Format every line of the data below as a JSON array of strings, one string per line, with blank lines omitted.

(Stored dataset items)

################

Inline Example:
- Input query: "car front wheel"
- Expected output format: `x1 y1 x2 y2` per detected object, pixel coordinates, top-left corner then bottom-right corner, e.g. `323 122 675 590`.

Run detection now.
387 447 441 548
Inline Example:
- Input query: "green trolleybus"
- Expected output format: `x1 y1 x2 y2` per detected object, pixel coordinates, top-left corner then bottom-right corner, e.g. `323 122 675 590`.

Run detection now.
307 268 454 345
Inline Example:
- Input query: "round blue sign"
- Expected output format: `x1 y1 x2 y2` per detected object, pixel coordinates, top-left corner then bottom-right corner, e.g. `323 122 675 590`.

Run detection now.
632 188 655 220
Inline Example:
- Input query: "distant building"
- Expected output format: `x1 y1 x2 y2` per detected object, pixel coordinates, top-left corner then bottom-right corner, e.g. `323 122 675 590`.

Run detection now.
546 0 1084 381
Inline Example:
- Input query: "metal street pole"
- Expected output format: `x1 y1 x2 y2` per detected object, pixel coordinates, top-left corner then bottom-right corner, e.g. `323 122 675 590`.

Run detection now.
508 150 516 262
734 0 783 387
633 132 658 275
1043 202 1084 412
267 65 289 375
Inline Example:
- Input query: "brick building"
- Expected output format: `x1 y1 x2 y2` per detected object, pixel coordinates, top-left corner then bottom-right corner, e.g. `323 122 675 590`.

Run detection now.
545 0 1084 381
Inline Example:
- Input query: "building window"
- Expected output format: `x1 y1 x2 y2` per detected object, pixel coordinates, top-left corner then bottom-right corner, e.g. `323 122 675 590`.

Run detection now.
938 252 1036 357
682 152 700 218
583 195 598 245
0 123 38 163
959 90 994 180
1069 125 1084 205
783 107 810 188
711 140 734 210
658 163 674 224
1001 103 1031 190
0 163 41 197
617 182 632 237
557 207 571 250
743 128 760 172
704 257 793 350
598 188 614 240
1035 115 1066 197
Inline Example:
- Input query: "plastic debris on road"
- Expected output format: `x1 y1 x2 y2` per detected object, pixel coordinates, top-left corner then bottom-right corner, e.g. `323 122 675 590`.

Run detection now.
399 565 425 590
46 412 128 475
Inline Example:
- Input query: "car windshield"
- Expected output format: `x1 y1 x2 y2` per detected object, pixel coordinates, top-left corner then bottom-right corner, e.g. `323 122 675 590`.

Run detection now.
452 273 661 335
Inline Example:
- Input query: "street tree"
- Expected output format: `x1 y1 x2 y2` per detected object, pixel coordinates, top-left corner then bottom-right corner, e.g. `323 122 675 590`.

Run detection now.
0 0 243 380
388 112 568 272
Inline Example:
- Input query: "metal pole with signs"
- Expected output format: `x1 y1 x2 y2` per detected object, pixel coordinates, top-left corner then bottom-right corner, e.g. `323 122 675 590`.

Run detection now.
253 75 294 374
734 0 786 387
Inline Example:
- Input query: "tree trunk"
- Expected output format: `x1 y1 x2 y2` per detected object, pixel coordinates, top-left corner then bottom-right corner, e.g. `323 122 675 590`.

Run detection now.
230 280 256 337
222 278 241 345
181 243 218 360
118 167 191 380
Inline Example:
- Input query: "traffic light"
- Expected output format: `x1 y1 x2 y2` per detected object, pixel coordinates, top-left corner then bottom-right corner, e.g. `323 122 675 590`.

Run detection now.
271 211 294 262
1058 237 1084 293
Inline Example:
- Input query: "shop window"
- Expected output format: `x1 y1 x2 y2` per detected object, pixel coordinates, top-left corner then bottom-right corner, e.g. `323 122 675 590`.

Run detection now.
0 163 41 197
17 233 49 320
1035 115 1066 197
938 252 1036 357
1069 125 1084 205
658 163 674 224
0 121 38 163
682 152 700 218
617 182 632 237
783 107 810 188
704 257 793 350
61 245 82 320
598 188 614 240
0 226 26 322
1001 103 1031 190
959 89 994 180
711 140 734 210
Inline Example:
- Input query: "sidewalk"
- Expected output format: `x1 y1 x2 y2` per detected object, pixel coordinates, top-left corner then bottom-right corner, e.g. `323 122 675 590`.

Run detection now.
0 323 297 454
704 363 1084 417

################

* [Task answer]:
[
  "Inline Example:",
  "- Input query: \"car front wheel\"",
  "- Expected output format: `x1 y1 x2 y2` per detected object, pixel coordinates, top-left corner then bottom-right corner, e.g. `323 122 675 590`.",
  "Run detection now.",
  "387 447 441 548",
  "Inline Example:",
  "- Input query: \"green trolleybus\"",
  "- Expected output format: `x1 y1 x2 y2` per detected object, pixel coordinates, top-left corner then bottom-right corner, e.g. `323 122 675 590`.",
  "Run detection now.",
  "307 268 454 345",
  "Inline Example:",
  "- Input query: \"round blue sign\"",
  "- Expected output format: `x1 y1 x2 y2` per detected object, pixel coordinates, top-left corner then bottom-right corner, e.g. `323 122 675 590`.",
  "Run detection now.",
  "632 188 655 220",
  "Inline Example:",
  "- Input query: \"distant building\"",
  "- Expected output format: `x1 y1 x2 y2` per detected object, pixel coordinates, top-left corner then bottom-right corner, e.g. `323 122 675 590`.",
  "Run detection now.",
  "546 0 1084 381",
  "Inline Example:",
  "- Input query: \"metal street pole\"",
  "- Expected output format: `x1 y1 x2 y2` per detected object, pixel coordinates, top-left corner then bottom-right corner, e.g. `323 122 675 590`.",
  "Run detection now.",
  "508 150 516 262",
  "734 0 783 387",
  "633 132 658 275",
  "1043 202 1084 412",
  "267 65 289 375",
  "Inline Example:",
  "- Input query: \"brick building\"",
  "- Expected output format: `x1 y1 x2 y2` per detected object, pixel coordinates, top-left corner then bottom-right corner, e.g. `323 122 675 590`.",
  "Run detection now.",
  "545 0 1084 381",
  "Inline Example:",
  "- Input query: \"building window\"",
  "- Expected output format: `x1 y1 x2 y2` per detected object, pixel coordinates, top-left corner then bottom-right corner, e.g. `323 122 675 590`.",
  "Run detection now.",
  "938 252 1036 357",
  "682 152 700 218",
  "583 195 598 245",
  "0 123 38 163",
  "959 90 994 180",
  "1069 125 1084 205",
  "783 107 810 188",
  "711 140 734 210",
  "658 163 674 224",
  "1001 103 1031 190",
  "0 163 41 197",
  "617 182 632 237",
  "557 207 571 250",
  "743 128 760 172",
  "704 257 793 350",
  "598 188 614 240",
  "1035 115 1066 197",
  "Inline Example:",
  "- Input query: \"plastic debris on road\"",
  "- Expected output format: `x1 y1 x2 y2` per detected object, pixel coordinates, top-left corner then bottom-right corner, e.g. `323 122 675 590`.",
  "Run detection now.",
  "399 565 425 590",
  "46 412 128 475",
  "Inline Example:",
  "- Input query: \"car windshield\"",
  "- Expected output format: `x1 y1 x2 y2` per detected object, pixel coordinates, top-left corner then bottom-right corner, e.g. `323 122 675 590`.",
  "Run detection now.",
  "452 273 661 335",
  "Inline Example:",
  "- Input query: \"street tree\"",
  "- Expected output format: `x1 y1 x2 y2` per detected object, pixel coordinates, top-left corner then bottom-right corner, e.g. `323 122 675 590`.",
  "Run detection now.",
  "0 0 243 380",
  "388 112 568 272",
  "Inline Example:",
  "- Input query: \"metal pole with signs\"",
  "- Expected output format: `x1 y1 x2 y2` per detected object, pixel coordinates, top-left corner then bottom-right corner, e.g. `323 122 675 590`.",
  "Run detection now.",
  "253 75 294 374",
  "734 0 786 387",
  "Inline Example:",
  "- Input query: \"tree trunk\"",
  "- Expected output format: `x1 y1 x2 y2` per detected object, pixel coordinates, top-left corner then bottom-right corner, e.g. `323 122 675 590`.",
  "Run detection now.",
  "230 280 256 337",
  "222 278 241 345",
  "181 243 218 360",
  "118 167 191 380",
  "Inline Example:",
  "- Input query: \"traffic light\"",
  "- Expected output format: `x1 y1 x2 y2` per detected object, pixel coordinates, top-left corner then bottom-right corner, e.g. `323 122 675 590`.",
  "Run detection now.",
  "271 211 294 262",
  "1058 237 1084 293",
  "Inline Example:",
  "- Input query: \"shop window\"",
  "- Expected output format: `x1 y1 x2 y2` per detected object, pixel coordinates, top-left corner then bottom-right corner, e.g. `323 122 675 590`.",
  "Run detection now.",
  "0 163 41 197",
  "17 233 49 320",
  "1035 115 1066 197",
  "938 252 1036 357",
  "1069 125 1084 205",
  "658 163 674 224",
  "0 121 38 163",
  "682 152 700 218",
  "617 182 632 237",
  "783 107 810 188",
  "704 257 793 350",
  "61 245 82 320",
  "598 188 614 240",
  "0 226 26 322",
  "1001 103 1031 190",
  "959 89 994 180",
  "711 140 734 210",
  "Inline Example:",
  "- Input query: \"sidewalk\"",
  "- Expected output format: `x1 y1 x2 y2` per detected object, pixel coordinates, top-left corner then bottom-right corner, e.g. `323 122 675 590`.",
  "Run detection now.",
  "0 323 297 454",
  "704 363 1084 417"
]